--- START OF INPUT ---

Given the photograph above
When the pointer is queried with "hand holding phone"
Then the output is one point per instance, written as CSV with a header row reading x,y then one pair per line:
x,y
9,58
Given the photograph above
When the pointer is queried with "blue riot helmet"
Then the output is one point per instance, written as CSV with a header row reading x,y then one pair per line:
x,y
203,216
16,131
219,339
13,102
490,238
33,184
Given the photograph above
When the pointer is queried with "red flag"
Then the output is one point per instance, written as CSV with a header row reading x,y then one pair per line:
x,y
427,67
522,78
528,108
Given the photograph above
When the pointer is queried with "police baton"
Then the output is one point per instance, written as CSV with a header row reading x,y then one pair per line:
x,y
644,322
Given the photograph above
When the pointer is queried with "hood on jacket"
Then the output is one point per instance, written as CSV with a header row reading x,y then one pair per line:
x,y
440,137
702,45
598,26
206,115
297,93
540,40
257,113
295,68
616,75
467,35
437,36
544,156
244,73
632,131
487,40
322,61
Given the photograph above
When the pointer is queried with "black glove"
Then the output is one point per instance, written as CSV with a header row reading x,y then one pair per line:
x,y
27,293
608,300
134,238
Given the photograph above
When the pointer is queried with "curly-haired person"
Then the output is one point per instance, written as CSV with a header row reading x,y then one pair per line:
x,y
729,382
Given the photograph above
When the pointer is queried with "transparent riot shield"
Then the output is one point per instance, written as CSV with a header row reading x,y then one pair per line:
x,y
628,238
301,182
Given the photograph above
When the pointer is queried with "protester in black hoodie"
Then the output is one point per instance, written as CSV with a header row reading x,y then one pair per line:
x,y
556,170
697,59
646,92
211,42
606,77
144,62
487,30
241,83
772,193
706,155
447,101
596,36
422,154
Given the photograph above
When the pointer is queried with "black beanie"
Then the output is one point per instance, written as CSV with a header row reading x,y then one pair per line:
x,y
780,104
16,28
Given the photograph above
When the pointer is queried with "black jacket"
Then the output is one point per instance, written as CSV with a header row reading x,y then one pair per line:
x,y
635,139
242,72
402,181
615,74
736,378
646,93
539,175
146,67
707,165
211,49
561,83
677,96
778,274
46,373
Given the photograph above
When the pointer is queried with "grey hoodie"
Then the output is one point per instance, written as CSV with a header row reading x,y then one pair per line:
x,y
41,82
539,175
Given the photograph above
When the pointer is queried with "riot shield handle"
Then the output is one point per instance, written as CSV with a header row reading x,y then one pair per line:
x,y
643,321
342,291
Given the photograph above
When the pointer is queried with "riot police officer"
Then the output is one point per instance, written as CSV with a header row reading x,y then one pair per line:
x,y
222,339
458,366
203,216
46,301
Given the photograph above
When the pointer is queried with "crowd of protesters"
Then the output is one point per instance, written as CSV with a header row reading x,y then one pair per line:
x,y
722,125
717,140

--- END OF INPUT ---

» GOAL:
Go through the material above line by line and copy it exactly.

» COMPLETE ANSWER:
Given the photograph above
When the pointer is queried with "hand holding phone"
Then the output is one point per instance, written as CSV with a header row reading x,y then one pair per line:
x,y
9,58
Given the photograph above
When the pointer is queried with "blue riot helmet"
Then the output is one point per instance, written as CSV with a header row reading x,y then one pair per line:
x,y
203,216
16,131
219,339
13,102
490,238
33,184
Given the photograph above
When the pointer is queried with "red flag"
Then the output is one point per instance, written as CSV with a header row reading x,y then one pair per line:
x,y
427,67
522,78
528,108
Given the photograph above
When the pointer is queried with "police baton"
Then the output is one point per instance, written as CSV with a header row reading x,y then one pair per line:
x,y
644,322
Given the photograph above
When the pointer is queried with "hood on jacket"
Then the output is one point per instance, written as CSV with a header row reading x,y then one pair per line:
x,y
440,137
702,45
598,26
206,115
297,93
540,40
257,113
295,68
616,75
467,35
437,36
544,156
244,73
632,131
487,40
322,61
Given the photograph above
When the pointer is queried with "black glove"
Then the output is one point per instance, written as CSV with a header row reading x,y then one pair per line:
x,y
27,293
608,300
134,238
Given the photograph above
When the pointer is queried with "curly-haired person"
Then the output is one point per instance, written as CSV with a header row reading x,y then one pair per line:
x,y
729,382
Given the photograph above
When the pointer is queried with "transparent riot shield"
Then the output is one point per instance, written as CSV with a header row reading x,y then one pair per line:
x,y
628,238
301,182
Given the photograph above
When the pointer is queried with "protester in black hoodie"
Then the output is one point per instance, written as CSV with a header row reading x,y then one pair per line:
x,y
556,170
697,59
646,92
211,42
606,77
144,62
487,30
241,83
772,193
706,155
447,101
596,36
422,154
Given the photograph above
When the pointer is queried with "black beanie"
Then the output is one point per instance, written as CSV with a header row reading x,y then one pair per line:
x,y
780,104
16,28
Given the photograph above
When the pointer is queried with "black jacket"
Then the output is one point per instance, written as CSV with a header row reading x,y then one pair per line:
x,y
635,139
242,72
402,181
615,74
736,378
646,93
539,175
146,67
707,165
211,49
561,83
677,96
778,274
46,373
Given the photograph above
When the pointer is queried with "grey hoodie"
Then the output is one point per instance, written as CSV with a header row reading x,y then one pair per line:
x,y
41,82
539,175
Given the photograph above
When the pointer is queried with "riot shield handle"
Then the output is one point per instance, written as CSV with a header row reading x,y then one pair per line:
x,y
643,321
342,291
Given the photograph above
When the pointer is queried with "riot police officer"
Then the output is one point per instance, written as CSV with a header row reading x,y then one pair per line:
x,y
222,339
458,366
203,216
46,301
Given the photograph above
When the pointer is queried with "crowd of protesters"
Then the output is one point per instance, written as CSV with a header row reading x,y then one pair per line:
x,y
722,125
717,140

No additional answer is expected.